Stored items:

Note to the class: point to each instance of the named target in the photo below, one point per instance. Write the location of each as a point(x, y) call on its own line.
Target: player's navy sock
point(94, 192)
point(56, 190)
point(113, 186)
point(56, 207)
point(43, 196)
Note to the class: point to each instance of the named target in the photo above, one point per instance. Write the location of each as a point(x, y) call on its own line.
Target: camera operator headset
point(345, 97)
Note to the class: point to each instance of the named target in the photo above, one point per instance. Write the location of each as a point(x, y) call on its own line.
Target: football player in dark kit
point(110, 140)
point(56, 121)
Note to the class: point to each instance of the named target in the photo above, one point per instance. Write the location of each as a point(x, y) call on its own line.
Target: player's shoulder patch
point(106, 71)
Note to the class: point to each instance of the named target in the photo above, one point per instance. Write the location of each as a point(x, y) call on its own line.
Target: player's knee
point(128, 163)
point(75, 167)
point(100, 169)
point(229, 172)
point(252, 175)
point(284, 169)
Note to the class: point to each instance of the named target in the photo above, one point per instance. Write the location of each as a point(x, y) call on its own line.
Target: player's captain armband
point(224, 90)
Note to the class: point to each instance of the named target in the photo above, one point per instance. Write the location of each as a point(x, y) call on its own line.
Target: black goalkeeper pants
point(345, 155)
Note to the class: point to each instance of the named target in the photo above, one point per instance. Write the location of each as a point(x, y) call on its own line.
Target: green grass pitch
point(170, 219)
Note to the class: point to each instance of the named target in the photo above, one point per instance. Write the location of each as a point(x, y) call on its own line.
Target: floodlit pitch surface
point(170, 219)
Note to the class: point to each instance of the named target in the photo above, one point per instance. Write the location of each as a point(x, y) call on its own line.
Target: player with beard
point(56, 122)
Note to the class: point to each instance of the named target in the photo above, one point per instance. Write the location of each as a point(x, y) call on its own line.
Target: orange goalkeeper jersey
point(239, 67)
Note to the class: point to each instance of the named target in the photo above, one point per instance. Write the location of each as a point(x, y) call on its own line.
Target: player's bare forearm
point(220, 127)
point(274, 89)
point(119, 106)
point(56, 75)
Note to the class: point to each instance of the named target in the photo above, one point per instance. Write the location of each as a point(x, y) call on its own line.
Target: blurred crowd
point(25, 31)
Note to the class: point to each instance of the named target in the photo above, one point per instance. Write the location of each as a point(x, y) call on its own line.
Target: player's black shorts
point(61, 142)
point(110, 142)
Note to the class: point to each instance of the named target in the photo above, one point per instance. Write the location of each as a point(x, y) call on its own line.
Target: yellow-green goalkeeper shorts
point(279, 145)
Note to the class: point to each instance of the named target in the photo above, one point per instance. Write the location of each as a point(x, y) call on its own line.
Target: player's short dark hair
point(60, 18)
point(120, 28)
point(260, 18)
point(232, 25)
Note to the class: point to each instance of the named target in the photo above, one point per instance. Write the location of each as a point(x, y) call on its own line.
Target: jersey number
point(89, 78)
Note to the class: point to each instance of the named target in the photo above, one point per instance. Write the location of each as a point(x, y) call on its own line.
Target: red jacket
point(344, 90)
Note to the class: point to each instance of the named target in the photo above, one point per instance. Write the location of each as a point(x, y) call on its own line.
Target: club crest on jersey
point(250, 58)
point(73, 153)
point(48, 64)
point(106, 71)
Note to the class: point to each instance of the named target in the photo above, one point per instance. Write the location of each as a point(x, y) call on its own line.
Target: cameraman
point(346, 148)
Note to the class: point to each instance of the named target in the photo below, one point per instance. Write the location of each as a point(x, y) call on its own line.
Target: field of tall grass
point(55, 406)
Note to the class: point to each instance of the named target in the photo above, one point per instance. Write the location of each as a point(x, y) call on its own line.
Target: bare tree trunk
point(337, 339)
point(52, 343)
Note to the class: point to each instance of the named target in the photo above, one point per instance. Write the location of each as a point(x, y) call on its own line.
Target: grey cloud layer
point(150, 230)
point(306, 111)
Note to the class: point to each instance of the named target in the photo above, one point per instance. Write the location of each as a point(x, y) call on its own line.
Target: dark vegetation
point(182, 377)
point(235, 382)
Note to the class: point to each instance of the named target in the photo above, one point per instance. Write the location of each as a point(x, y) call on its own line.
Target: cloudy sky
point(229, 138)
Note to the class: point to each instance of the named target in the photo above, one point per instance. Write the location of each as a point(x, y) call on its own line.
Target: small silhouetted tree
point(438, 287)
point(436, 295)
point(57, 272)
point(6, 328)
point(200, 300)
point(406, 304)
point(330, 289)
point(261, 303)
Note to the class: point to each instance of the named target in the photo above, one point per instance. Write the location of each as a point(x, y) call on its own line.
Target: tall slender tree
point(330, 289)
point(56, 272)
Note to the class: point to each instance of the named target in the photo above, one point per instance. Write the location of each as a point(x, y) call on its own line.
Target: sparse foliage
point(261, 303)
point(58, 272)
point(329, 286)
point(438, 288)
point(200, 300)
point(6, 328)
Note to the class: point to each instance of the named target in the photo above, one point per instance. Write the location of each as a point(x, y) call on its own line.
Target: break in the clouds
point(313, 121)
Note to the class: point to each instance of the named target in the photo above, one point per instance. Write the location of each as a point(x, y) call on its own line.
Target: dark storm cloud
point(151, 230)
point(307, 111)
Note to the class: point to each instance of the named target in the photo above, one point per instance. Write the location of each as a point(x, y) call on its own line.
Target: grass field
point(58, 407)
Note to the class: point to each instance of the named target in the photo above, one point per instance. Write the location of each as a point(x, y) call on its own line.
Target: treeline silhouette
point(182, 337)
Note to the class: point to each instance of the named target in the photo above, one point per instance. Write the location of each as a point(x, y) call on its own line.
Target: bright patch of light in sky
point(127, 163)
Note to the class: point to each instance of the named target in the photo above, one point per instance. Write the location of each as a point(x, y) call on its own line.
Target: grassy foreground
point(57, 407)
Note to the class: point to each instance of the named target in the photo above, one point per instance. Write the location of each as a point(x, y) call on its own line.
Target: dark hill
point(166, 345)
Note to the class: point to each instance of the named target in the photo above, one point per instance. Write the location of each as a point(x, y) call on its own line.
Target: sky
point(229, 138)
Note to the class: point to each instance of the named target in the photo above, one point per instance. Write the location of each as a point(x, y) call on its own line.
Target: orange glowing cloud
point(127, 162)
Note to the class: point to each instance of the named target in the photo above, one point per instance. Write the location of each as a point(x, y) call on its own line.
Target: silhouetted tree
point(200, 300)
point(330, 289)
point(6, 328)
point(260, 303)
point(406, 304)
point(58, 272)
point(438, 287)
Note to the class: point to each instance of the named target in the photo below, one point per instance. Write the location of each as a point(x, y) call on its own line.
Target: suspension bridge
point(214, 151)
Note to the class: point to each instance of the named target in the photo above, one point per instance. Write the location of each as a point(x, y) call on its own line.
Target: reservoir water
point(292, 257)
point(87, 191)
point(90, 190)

• [The request]:
Return all of the above records exactly, leaving no line out.

• [Answer to this problem]:
Note to the class: point to each instance of the named target in the photo below, one point per instance. Write the location of each as a point(x, y) call on its own line.
Target: player's navy sock
point(94, 192)
point(56, 190)
point(113, 186)
point(56, 207)
point(43, 196)
Note to the class: point to each instance of the named target in the photo above, one point per instance. Write the location of each as a point(x, y) call on its own line.
Target: camera operator headset
point(345, 97)
Note to the class: point to each instance of the named target in the photo above, one point per instance. Write the location of each as a point(x, y) call on its own line.
Target: football player in dark kit
point(110, 140)
point(56, 121)
Note to the class: point to each instance of the named target in the photo above, one point per instance. Write the location of each as a point(x, y) call on its own line.
Target: player's shoulder patch
point(106, 71)
Note to the class: point to each instance of the named target in the photo above, one point per instance. Write the location of each as a point(x, y) call on its own line.
Target: player's knee
point(128, 163)
point(75, 167)
point(100, 169)
point(229, 172)
point(252, 175)
point(284, 169)
Note to the class: point to each instance of the named target in the photo above, one point per instance. Write the location of each as a point(x, y) call on its own line.
Target: player's captain armband
point(224, 90)
Note to the class: point to each instance of the named target in the photo above, one point per instance. Write the location of each as a point(x, y) call on its own line.
Target: black goalkeeper pants
point(345, 155)
Note to the class: point to each instance of the named target in the photo above, one point per instance. Write the location of each as a point(x, y) call on its own line.
Target: green grass pitch
point(170, 219)
Note to the class: point to each instance of the named target in the photo above, one point per instance. Write the location of each as a point(x, y) call on its own line.
Target: floodlit pitch surface
point(170, 219)
Note to the class: point to each instance of the named target in the photo above, one point per instance. Write the location of each as a point(x, y) call on its own line.
Target: player with beard
point(56, 122)
Note to the class: point to each instance of the named target in the photo above, one point per instance. Write the location of each as a point(x, y) call on its own line.
Target: orange goalkeeper jersey
point(239, 67)
Note to the class: point to each instance of the named target in the photo above, one point per instance. Write the location of each as a point(x, y) call on its own line.
Target: player's bare forearm
point(220, 127)
point(274, 89)
point(119, 106)
point(56, 75)
Note to the class: point to each instance of the named target in the photo above, one point per instance. Write the location of each as a point(x, y) call on its own line.
Target: blurred crowd
point(25, 31)
Note to the class: point to each instance of the named target in the photo above, one point per instance. Write the location of each as a point(x, y) call on its own line.
Target: player's black shorts
point(61, 142)
point(110, 142)
Note to the class: point to each instance of the named target in the photo above, one point per instance. Write the location of each as a point(x, y) call on its own line.
Target: yellow-green goalkeeper shorts
point(279, 145)
Note to the class: point to each instance of the named target in the photo above, one point per instance. Write the location of each as a point(x, y) call on its own line.
Target: player's short dark hair
point(60, 18)
point(120, 28)
point(260, 18)
point(232, 25)
Note to the class: point to each instance of the named target in the photo above, one point per instance. Write the location of each as a point(x, y) call on its own line.
Target: jersey number
point(89, 78)
Note to the class: point to each instance of the named target in the photo above, one point per instance. Write the location of each as a point(x, y) call on its own line.
Target: red jacket
point(344, 90)
Note to the class: point to each instance of the named target in the photo above, one point per instance. Write the location of each as a point(x, y) call on its own line.
Target: club crest on jersey
point(250, 58)
point(73, 153)
point(48, 64)
point(106, 71)
Note to the class: point to each instance of the named target in the photo above, one point per instance. Write the location of each as a point(x, y) call on its own line.
Target: cameraman
point(346, 148)
Note to the class: point to each instance of the named target in the photo below, one point per instance. Write the location of each as a point(x, y) call on its own line.
Target: field of tall grass
point(55, 406)
Note to the class: point to each instance of the named target in the photo above, one point per instance. Write the location of each as a point(x, y) call on its own line.
Target: bare tree trunk
point(337, 339)
point(52, 343)
Note to the class: point to each instance of the named target in the photo above, one point per instance. Write the location of each as a point(x, y) call on its own line.
Target: grey cloud layer
point(150, 230)
point(306, 111)
Note to the class: point to each instance of the named target in the photo above, one point per instance. Write the location of each as a point(x, y) call on its own line.
Target: dark vegetation
point(182, 377)
point(235, 382)
Note to the class: point to each instance of the named target in the photo above, one point per instance. Write the location of each as a point(x, y) call on its own line.
Target: cloudy sky
point(229, 138)
Note to the class: point to each instance of the named target in the photo above, one point per instance. Write the location of each as a point(x, y) call on its own line.
Target: small silhouetted tree
point(438, 287)
point(436, 295)
point(57, 272)
point(6, 328)
point(200, 300)
point(406, 304)
point(330, 289)
point(261, 303)
Note to the class: point to each instance of the named target in the photo above, one point per instance. Write the location of each as a point(x, y) call on its own line.
Target: tall slender tree
point(330, 289)
point(56, 272)
Note to the class: point to each instance of the named target in the photo above, one point per instance. Write the location of each as a point(x, y) call on its own line.
Target: sparse foliage
point(261, 303)
point(58, 272)
point(329, 286)
point(438, 288)
point(200, 300)
point(6, 328)
Note to the class: point to each instance of the named target in the photo above, one point per instance. Write the location of each as a point(x, y) call on its own line.
Target: break in the clouds
point(313, 121)
Note to the class: point to each instance of the named target in the photo above, one point per instance. Write the location of each as a point(x, y) call on its own line.
Target: dark storm cloud
point(151, 230)
point(307, 111)
Note to the class: point to each instance of the named target in the photo above, one point per instance. Write the location of each as a point(x, y) call on its own line.
Target: grass field
point(58, 407)
Note to the class: point to each instance of the named target in the photo above, one point per instance. Write the location of each as a point(x, y) call on its own line.
Target: treeline silhouette
point(182, 337)
Note to the class: point to each instance of the named target in the photo above, one point per instance. Write the location of each as a point(x, y) call on its own line.
Target: bright patch of light in sky
point(127, 163)
Note to the class: point to each instance of the named target in the photo above, one point per instance. Write the location of each as a point(x, y) call on its own line.
Target: grassy foreground
point(57, 407)
Note to the class: point to each instance of the named target in the photo above, one point per instance. Write the location of each as a point(x, y) call on its own line.
Target: dark hill
point(166, 345)
Note to the class: point to each instance of the named target in the photo above, one point per instance. Write the location of each as a point(x, y) call on its own line.
Target: sky
point(229, 138)
Note to the class: point to each instance of the named target in the photo above, one point per instance. Write the location of each as a point(x, y) call on its own line.
Target: orange glowing cloud
point(127, 162)
Note to the class: point to each instance of the named target in the photo above, one point per instance. Write the location of each as a point(x, y) call on its own line.
Target: silhouetted tree
point(200, 300)
point(330, 289)
point(6, 328)
point(260, 303)
point(406, 304)
point(58, 272)
point(438, 287)
Note to the class: point to each instance of the named target in the photo below, one point per instance. Write the location of each as a point(x, y) call on its own line.
Target: suspension bridge
point(214, 151)
Note to the class: point to each instance of the named target in the photo above, one point per instance. Write the location of each as a point(x, y) call on its own line.
Target: reservoir water
point(292, 257)
point(87, 191)
point(90, 190)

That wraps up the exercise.